ФРАГМЕНТ ИСТОЧНИКА:
::::::::

Куприн: Возмутитель спокойствия - страница 14
Там, где Куприн некогда представлялся начальству, теперь раскинулся сквер имени Тараса Шевченко. В конце 1890-х годов Хлебную площадь, где были казармы и плац 46-го Днепровского пехотного полка, сделали местом отдыха. Почти всё теперь снесено. Время не пощадило и здания Офицерского собрания полка, в ресторан которого мечтал попасть каждый более-менее приличный проскуровский «шпак». Не сохранился и маленький одноэтажный домик, в котором, по словам местных краеведов, снимал квартиру подпоручик Куприн.
Однако все это осталось в «Поединке», купринской повести об армейских годах. Это топографически точная вещь, и при желании любой сможет пройти ночными полубезумными маршрутами главного героя Ромашова по современному Хмельницкому: «от еврейского кладбища до плотины и затем к железнодорожной насыпи» (глава XVII). Что-то пережил сам автор, сидя в той железнодорожной выемке, где его герой встретил несчастного солдатика Хлебникова (глава XVI), крепко пережил. Совсем не случайным видится нам то, что Куприн много лет спустя, выбирая дом в Гатчине, поселится рядом с железнодорожной насыпью, потом по этому же принципу выберет себе дачу в Севр Вилль д’Авре под Парижем, а потом — и квартиры на рю Ранеляг и бульваре Монморанси во французской столице. Он хотел, чтобы рядом было полотно железной дороги, а паровозы считал живыми:
«Где ты ту-ут?» — сердито и торопливо закричал паровоз.
А другой подхватил низким тоном, протяжно и с угрозой:
«Я — ва-ас!» («Поединок»).

::::::::

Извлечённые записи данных
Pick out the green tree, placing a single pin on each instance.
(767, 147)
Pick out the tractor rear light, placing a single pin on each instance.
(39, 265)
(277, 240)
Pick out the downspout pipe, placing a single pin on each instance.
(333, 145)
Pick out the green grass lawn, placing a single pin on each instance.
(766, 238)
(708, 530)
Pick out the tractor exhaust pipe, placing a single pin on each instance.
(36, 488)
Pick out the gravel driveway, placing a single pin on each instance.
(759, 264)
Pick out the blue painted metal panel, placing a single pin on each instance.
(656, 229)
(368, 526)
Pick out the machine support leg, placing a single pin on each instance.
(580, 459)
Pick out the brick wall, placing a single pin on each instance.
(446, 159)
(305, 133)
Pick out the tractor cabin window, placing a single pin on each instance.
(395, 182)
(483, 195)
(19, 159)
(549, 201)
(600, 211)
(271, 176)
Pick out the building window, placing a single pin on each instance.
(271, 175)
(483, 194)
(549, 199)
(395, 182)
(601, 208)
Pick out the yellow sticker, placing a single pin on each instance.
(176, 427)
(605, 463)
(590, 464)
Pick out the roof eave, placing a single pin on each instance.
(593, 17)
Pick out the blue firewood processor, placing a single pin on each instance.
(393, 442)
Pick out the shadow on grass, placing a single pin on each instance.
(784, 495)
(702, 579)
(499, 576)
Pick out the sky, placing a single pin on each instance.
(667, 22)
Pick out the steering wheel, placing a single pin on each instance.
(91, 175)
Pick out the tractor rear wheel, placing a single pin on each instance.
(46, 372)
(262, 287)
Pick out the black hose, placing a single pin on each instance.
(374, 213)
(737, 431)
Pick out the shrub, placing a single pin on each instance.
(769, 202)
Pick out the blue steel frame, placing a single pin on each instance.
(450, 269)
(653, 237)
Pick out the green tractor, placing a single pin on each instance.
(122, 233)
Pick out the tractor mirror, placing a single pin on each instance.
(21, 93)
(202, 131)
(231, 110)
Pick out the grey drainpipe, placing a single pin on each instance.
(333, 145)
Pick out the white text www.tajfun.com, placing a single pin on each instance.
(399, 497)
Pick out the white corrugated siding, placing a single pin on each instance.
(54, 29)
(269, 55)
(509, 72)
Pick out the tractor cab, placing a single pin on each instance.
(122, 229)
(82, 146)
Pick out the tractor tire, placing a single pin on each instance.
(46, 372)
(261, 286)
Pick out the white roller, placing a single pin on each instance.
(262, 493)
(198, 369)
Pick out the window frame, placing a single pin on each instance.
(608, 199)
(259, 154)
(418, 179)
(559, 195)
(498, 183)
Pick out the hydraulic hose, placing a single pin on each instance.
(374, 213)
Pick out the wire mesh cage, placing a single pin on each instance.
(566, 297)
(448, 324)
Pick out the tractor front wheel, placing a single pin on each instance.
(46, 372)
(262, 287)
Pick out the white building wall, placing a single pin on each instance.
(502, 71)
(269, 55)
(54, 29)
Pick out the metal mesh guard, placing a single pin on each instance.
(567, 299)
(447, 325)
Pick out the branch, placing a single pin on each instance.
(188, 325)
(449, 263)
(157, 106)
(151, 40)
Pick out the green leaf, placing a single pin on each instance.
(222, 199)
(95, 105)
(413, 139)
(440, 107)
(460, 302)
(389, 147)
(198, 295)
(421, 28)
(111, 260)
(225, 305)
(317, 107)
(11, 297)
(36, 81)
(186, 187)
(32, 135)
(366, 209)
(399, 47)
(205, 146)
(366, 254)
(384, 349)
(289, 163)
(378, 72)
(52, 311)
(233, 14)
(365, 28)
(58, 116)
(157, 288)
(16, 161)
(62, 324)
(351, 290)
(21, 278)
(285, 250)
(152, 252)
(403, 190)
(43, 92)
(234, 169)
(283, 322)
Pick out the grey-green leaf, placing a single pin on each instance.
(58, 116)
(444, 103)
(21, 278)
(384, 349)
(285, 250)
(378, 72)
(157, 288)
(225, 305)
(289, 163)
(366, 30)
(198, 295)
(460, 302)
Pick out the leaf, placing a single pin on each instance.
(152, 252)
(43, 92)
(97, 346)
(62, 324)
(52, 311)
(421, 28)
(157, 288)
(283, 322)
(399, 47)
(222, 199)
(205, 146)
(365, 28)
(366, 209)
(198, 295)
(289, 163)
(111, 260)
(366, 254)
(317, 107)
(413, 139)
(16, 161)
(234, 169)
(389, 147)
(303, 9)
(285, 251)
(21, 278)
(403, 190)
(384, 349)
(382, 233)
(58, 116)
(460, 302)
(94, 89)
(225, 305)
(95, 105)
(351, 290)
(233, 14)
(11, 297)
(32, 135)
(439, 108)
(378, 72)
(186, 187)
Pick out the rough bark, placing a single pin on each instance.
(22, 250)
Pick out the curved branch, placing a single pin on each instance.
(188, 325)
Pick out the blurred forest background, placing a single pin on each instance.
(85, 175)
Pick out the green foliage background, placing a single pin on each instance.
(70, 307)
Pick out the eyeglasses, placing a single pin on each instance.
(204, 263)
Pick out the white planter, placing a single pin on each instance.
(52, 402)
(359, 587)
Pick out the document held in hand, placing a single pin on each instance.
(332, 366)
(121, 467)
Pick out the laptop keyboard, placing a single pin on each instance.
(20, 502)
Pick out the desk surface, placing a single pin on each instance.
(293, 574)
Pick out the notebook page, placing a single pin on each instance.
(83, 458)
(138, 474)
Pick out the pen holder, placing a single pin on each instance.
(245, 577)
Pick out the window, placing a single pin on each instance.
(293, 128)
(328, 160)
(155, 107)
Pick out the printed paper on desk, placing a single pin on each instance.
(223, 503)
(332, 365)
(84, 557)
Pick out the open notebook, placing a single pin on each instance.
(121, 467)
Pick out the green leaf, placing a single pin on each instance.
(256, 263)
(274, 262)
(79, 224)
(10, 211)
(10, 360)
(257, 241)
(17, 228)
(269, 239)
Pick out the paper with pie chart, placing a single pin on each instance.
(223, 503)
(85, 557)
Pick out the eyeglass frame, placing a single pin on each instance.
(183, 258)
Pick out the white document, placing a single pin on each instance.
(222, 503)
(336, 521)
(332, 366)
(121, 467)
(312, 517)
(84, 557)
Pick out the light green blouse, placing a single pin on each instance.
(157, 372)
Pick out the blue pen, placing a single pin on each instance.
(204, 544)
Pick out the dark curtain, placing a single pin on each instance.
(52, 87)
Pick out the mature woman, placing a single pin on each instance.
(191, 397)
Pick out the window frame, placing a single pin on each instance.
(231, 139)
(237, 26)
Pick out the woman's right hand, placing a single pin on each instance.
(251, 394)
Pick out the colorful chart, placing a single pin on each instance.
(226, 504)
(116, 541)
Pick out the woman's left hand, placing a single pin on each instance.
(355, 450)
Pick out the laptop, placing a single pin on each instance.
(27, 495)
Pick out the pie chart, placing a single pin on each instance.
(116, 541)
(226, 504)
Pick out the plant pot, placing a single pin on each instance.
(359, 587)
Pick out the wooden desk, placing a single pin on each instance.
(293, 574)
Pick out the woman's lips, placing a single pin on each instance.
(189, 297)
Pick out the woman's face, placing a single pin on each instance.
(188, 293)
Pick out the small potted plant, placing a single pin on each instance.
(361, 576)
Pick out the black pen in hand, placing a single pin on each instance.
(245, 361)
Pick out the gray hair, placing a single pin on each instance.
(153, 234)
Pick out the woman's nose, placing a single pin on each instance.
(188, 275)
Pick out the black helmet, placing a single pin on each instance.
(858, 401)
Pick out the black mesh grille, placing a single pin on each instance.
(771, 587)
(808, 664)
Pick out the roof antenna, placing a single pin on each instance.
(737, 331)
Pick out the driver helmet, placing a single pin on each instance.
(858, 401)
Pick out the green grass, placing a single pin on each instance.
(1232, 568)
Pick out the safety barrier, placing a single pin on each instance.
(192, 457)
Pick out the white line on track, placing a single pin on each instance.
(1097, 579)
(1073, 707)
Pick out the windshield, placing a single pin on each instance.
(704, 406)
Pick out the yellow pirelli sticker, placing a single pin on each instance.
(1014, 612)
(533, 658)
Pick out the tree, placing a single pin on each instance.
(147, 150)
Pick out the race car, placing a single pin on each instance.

::::::::

КОРОТКАЯ ЗАДАЧА: Продублируйте без изменений часть отрывка о Куприне: всё от «Куприн: Возмутитель спокойствия» и до «квартиру подпоручик Куприн.».

РЕШЕНИЕ ЗАДАЧИ:
Куприн: Возмутитель спокойствия - страница 14
Там, где Куприн некогда представлялся начальству, теперь раскинулся сквер имени Тараса Шевченко. В конце 1890-х годов Хлебную площадь, где были казармы и плац 46-го Днепровского пехотного полка, сделали местом отдыха. Почти всё теперь снесено. Время не пощадило и здания Офицерского собрания полка, в ресторан которого мечтал попасть каждый более-менее приличный проскуровский «шпак». Не сохранился и маленький одноэтажный домик, в котором, по словам местных краеведов, снимал квартиру подпоручик Куприн.